Unpublished Work Trois

I know, it’s like I lead a charmed life or something, but I’m reading the sixth book in a five-book series, ISN’T THAT CRAY CRAY?!

Being unsure if I’m allowed to say who and what I’m reading, I won’t, but I am totally here to brag about it. Again. I probably better start coming up with some, like, real blog content.

Sooner or later.

Probably later.

Categories
Reading

Unpublished Work, Part Deux

I don’t want to brag, but that might be a lie, since I’m here making a blog post about it. Yeah, since the end of January, I haven’t chronicled a goddamn thing I’ve read, but I’m here now to do so. Maybe I do want to brag, IS THAT SO BAD?!

My good friend and fellow Indie author Jason S. Hornsby has finished his fifth book, Ghost Sickness, and y’all, I had the honor, privilege and pleasure to be one of the first to read it. And as I told him (because I finished it already) I’ve been gagging for this book for years now, and holy shit, did it deliver.

I can’t say too much about it, not until he’s found a home for it of some sort, but if you’re a fan of his previous books (listed below) then you will shit yourself over this one. That may be hyperbole, but you’d best get some Depends, just in case it weren’t.

  • 2007 Every Sigh, the End
  • 2010 Eleven Twenty-Three
  • 2014 Desert Bleeds Red
  • TBD Ghost Sickness

Yes, I know I said fifth book, but his first one has been disavowed by the author so thoroughly, I’d feel bad bringing it up by name. I also won’t start on the back cover copy. Heh. IYKYK

Anyway, all five of you seeing this, just know that this fucking legendary tome is coming sooner or later, and when you’ve got your copy, you can thank him then. It really is that good.

Be seeing you.

_thom

Categories
Reading

Unpublished Work

Not mine, by the way. This time. No, I’ve just finished reading a rough manuscript by a private investigator who’s turned a real-life case into a fictionalized account, and it had a very good story. I mean, something of a tragedy, but that’s life, innit? I think I gave some good feedback. I hope I did, at least.
::::::::
**Directive**
From the reading blog posts above, set down the passage starting with "I don’t want" and going on through "case it weren’t.", word for word.

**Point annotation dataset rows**
::::::::
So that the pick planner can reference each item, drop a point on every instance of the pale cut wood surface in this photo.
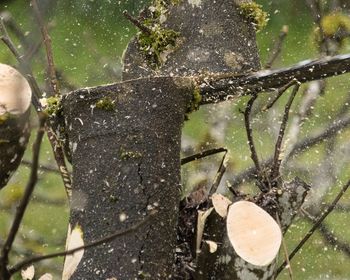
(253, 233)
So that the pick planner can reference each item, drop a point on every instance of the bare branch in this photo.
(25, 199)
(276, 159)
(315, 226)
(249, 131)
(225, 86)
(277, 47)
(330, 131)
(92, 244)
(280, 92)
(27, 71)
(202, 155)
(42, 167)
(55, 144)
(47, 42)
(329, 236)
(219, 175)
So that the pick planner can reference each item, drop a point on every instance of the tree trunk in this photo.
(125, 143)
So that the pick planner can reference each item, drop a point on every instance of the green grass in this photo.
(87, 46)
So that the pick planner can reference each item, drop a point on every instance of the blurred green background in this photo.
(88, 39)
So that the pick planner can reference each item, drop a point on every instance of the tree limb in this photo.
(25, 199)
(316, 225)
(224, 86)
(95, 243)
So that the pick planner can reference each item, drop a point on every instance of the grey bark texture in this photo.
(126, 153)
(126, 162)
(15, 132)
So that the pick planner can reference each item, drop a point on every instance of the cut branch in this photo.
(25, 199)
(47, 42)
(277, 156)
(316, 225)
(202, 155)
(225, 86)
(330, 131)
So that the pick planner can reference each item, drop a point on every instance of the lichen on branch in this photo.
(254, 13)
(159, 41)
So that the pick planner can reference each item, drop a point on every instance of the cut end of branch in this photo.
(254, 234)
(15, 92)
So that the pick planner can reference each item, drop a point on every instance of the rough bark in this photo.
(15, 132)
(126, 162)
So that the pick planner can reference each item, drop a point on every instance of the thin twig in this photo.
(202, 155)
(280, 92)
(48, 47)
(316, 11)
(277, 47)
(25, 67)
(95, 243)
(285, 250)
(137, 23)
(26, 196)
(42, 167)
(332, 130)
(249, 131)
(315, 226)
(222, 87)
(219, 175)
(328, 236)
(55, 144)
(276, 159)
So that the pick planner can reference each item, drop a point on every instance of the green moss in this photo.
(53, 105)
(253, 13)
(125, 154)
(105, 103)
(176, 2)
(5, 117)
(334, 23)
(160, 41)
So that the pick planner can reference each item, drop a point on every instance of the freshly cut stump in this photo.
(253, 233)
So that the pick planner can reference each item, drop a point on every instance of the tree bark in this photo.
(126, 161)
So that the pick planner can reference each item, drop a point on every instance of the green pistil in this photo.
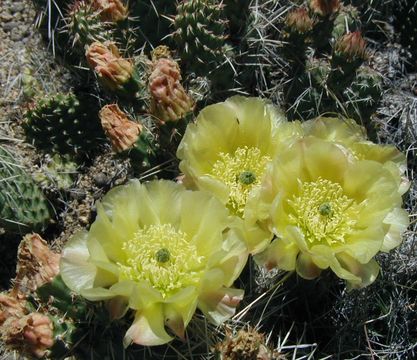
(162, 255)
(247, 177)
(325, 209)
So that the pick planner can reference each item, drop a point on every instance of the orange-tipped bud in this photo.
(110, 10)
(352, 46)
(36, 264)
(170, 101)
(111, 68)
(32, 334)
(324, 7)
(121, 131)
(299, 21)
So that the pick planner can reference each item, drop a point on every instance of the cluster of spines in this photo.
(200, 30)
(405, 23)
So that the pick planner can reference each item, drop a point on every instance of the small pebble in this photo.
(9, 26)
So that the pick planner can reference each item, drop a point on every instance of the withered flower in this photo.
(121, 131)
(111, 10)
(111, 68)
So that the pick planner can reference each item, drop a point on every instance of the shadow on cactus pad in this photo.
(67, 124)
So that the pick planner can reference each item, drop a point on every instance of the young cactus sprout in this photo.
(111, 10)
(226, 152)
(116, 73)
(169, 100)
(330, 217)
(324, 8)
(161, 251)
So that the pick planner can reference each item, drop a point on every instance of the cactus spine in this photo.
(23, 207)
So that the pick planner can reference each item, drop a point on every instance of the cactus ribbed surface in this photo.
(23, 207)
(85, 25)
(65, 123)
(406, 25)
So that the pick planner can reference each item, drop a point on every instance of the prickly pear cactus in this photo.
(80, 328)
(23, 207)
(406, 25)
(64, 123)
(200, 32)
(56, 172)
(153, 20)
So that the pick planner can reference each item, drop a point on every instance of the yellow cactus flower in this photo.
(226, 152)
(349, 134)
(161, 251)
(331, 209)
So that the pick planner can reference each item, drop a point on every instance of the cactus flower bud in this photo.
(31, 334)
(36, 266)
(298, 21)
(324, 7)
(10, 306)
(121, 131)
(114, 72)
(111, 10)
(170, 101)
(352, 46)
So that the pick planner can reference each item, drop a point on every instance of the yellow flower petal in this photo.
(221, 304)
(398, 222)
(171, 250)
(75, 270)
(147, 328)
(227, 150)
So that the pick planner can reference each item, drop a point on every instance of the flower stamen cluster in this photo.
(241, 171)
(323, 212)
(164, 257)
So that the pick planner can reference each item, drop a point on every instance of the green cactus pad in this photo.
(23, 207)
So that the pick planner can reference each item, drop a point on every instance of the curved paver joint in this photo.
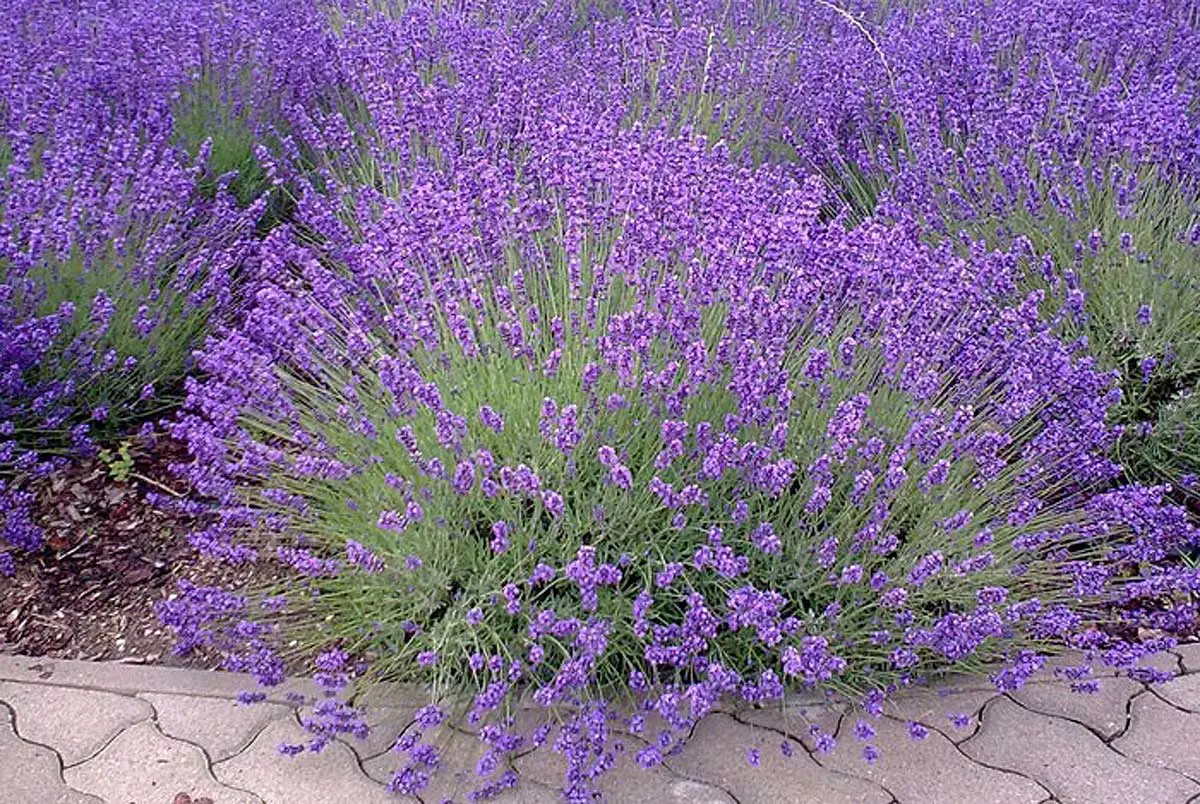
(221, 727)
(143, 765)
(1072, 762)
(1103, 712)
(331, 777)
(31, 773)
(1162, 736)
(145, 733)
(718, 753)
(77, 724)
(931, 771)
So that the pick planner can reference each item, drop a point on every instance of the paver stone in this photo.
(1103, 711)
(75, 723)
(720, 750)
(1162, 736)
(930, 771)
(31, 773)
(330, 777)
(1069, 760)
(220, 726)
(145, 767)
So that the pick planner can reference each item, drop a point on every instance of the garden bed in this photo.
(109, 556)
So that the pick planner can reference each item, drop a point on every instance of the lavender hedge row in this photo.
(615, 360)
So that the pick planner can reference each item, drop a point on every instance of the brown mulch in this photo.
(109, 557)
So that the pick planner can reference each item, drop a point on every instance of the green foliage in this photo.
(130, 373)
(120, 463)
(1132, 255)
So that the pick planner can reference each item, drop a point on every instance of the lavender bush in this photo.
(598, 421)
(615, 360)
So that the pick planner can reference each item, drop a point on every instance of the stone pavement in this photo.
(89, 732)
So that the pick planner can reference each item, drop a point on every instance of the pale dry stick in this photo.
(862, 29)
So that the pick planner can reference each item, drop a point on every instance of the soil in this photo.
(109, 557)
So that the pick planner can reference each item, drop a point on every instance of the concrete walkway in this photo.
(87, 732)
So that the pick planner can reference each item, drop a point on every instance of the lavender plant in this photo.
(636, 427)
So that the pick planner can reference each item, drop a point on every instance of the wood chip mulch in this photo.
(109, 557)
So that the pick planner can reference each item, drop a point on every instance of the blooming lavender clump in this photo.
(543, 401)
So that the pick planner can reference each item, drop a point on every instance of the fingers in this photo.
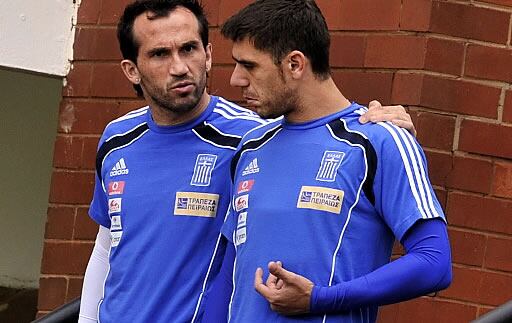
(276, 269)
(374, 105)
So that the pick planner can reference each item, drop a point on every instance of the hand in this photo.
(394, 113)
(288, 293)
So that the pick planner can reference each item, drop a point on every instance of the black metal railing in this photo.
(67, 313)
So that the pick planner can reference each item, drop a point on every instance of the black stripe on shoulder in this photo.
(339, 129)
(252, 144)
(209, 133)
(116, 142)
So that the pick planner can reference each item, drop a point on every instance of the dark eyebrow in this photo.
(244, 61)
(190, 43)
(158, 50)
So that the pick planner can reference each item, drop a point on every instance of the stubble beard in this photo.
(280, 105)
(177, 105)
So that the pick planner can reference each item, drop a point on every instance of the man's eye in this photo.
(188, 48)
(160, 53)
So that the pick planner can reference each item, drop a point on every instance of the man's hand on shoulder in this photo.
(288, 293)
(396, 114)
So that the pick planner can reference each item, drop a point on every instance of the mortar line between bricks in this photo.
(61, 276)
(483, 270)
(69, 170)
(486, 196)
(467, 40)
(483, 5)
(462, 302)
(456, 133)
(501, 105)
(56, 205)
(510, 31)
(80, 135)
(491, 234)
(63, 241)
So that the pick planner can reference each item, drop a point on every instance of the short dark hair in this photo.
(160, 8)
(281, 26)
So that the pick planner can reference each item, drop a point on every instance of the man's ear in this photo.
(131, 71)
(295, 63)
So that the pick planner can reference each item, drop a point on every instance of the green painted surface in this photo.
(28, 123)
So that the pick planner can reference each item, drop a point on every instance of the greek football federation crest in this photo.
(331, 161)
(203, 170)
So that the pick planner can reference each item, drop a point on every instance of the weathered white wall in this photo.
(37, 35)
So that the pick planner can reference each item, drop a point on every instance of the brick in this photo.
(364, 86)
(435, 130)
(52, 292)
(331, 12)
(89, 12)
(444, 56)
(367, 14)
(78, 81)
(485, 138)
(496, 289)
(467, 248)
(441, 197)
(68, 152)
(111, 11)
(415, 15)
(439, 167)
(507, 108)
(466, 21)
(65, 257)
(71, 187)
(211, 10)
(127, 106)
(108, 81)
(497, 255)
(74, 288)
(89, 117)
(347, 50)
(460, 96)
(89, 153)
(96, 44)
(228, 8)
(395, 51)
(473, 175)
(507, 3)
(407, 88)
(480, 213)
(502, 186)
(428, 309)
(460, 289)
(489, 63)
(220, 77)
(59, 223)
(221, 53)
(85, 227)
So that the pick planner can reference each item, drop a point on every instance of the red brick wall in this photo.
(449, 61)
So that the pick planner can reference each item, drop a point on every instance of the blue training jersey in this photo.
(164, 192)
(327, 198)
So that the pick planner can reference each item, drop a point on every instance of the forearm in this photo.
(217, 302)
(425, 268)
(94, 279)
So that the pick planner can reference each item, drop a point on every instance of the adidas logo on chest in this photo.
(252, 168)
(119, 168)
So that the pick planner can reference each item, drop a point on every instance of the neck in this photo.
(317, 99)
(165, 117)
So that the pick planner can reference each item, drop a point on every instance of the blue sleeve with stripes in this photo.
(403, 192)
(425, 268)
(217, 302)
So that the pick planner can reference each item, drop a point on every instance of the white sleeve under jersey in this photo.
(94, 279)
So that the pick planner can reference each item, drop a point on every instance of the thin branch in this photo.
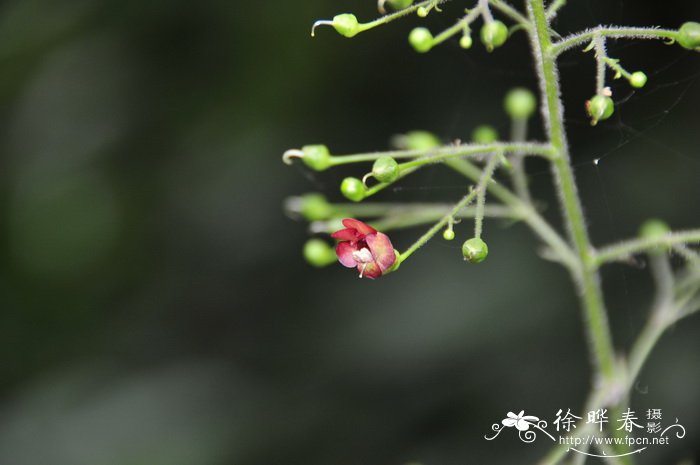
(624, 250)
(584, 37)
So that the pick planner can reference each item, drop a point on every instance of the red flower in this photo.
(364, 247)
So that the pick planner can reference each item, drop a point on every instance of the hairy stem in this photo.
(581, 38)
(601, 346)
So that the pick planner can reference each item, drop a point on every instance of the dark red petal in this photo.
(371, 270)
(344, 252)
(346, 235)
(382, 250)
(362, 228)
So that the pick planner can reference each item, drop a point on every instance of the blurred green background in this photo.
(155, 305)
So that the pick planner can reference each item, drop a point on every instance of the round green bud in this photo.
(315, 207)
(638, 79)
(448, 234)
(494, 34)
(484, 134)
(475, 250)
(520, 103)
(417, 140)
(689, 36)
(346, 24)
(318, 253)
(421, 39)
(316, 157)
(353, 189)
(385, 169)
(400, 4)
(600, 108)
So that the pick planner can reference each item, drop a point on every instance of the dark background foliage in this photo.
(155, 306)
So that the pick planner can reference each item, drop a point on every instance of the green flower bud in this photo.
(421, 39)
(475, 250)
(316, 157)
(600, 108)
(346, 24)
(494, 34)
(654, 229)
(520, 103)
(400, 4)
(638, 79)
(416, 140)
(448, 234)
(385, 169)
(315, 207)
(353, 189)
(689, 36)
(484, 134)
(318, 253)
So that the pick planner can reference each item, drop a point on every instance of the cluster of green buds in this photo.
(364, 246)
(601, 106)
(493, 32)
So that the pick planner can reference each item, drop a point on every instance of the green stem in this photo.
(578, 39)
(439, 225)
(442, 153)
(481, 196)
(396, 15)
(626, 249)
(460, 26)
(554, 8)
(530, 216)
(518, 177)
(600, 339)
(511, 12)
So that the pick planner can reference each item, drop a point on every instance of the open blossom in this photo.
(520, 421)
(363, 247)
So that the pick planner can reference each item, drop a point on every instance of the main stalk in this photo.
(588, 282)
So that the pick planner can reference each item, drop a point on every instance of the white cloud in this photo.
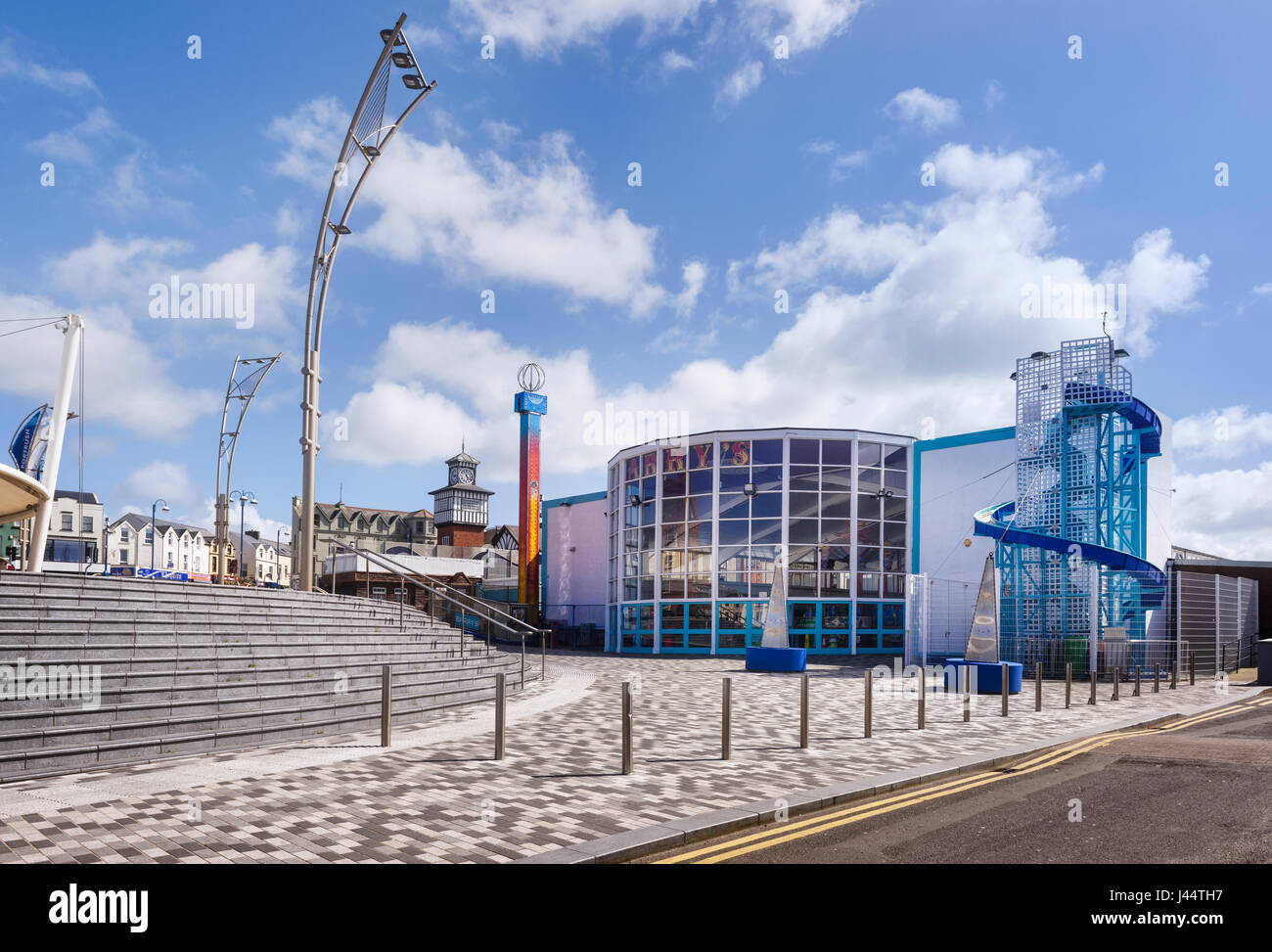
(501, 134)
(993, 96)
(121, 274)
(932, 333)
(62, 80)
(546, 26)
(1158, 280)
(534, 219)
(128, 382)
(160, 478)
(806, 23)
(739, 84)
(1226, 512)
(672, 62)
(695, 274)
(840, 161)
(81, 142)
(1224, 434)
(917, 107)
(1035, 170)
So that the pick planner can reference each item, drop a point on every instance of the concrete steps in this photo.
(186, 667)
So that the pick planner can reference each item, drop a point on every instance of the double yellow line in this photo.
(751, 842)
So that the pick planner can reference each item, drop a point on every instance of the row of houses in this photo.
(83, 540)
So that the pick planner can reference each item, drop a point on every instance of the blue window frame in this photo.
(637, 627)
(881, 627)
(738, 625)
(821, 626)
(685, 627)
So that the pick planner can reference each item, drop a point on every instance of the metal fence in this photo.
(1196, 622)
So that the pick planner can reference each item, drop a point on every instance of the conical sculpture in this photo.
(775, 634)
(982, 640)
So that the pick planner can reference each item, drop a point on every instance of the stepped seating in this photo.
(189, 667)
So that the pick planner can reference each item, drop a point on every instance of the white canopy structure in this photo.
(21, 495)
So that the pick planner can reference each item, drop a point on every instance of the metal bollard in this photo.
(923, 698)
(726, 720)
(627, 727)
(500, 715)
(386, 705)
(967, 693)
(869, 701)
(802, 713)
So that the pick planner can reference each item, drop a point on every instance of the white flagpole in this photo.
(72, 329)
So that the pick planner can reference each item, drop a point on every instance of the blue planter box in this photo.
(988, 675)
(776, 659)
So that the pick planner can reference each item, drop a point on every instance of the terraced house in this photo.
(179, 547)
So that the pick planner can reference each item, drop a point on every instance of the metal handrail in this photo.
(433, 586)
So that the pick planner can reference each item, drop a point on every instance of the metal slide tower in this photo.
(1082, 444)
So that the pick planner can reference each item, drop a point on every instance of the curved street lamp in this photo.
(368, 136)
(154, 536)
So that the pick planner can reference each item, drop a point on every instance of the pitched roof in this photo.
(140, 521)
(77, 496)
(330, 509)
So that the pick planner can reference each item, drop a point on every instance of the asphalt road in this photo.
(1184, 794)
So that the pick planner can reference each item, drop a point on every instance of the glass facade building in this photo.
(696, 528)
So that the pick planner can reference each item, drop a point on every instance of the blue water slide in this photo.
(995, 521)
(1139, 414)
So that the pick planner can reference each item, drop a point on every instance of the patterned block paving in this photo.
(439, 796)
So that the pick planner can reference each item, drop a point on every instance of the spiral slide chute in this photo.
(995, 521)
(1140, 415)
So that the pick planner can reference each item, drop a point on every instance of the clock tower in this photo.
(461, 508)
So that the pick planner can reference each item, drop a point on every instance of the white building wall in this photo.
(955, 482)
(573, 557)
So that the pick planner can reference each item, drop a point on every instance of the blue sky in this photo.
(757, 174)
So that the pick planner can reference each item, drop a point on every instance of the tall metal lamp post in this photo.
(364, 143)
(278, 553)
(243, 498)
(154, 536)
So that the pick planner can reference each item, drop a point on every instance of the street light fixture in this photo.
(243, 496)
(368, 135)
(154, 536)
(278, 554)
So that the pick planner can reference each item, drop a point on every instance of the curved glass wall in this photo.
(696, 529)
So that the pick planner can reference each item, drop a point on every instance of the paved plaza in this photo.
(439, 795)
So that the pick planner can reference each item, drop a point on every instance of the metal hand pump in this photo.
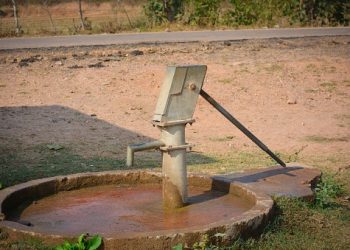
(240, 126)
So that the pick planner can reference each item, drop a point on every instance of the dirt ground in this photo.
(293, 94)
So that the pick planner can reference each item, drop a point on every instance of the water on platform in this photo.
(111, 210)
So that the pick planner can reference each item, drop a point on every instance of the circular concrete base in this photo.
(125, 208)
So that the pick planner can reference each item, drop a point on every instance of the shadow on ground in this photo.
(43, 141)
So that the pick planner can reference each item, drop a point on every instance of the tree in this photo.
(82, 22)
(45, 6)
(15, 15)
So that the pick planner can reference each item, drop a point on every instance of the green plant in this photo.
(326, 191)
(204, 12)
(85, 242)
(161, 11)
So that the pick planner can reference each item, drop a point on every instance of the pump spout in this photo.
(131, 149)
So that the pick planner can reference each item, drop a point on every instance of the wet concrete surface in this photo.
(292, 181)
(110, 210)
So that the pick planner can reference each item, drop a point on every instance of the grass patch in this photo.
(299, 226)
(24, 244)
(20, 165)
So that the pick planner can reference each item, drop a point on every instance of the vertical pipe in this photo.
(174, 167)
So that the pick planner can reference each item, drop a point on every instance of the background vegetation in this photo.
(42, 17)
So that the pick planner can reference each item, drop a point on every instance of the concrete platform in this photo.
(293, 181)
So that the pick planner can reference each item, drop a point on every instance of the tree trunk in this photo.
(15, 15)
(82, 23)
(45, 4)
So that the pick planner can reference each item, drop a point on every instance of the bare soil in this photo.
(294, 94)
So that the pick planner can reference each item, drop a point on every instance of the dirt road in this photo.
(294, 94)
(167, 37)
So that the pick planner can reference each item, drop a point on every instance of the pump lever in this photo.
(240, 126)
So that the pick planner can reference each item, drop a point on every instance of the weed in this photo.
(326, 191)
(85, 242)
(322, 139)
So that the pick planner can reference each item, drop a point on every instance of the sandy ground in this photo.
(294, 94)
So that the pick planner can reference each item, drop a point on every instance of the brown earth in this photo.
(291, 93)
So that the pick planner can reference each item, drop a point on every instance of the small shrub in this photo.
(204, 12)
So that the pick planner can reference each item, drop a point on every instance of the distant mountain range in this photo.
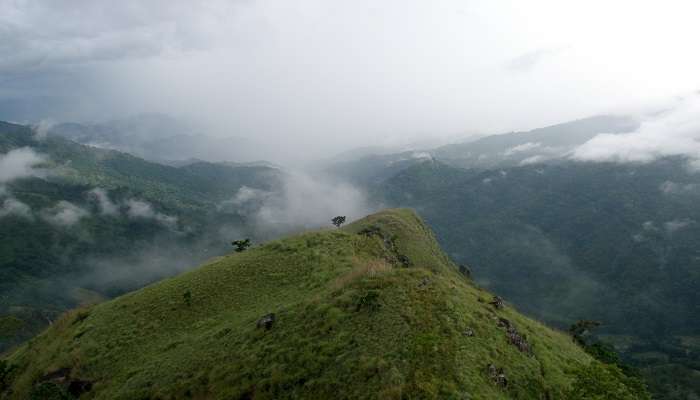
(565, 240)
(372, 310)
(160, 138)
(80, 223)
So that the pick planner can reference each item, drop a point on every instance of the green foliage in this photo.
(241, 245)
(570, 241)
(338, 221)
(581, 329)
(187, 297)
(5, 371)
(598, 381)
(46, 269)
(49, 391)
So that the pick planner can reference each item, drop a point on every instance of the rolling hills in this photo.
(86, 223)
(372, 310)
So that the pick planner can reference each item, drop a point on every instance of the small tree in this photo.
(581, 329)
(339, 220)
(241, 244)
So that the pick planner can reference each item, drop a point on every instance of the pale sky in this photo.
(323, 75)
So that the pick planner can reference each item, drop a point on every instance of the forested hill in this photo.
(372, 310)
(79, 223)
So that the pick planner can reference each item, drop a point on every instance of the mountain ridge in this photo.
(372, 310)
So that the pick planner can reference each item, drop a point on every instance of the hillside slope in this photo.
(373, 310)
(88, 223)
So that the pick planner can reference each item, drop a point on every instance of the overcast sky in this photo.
::::::::
**The completed task**
I don’t want to brag, but that might be a lie, since I’m here making a blog post about it. Yeah, since the end of January, I haven’t chronicled a goddamn thing I’ve read, but I’m here now to do so. Maybe I do want to brag, IS THAT SO BAD?!

My good friend and fellow Indie author Jason S. Hornsby has finished his fifth book, Ghost Sickness, and y’all, I had the honor, privilege and pleasure to be one of the first to read it. And as I told him (because I finished it already) I’ve been gagging for this book for years now, and holy shit, did it deliver.

I can’t say too much about it, not until he’s found a home for it of some sort, but if you’re a fan of his previous books (listed below) then you will shit yourself over this one. That may be hyperbole, but you’d best get some Depends, just in case it weren’t.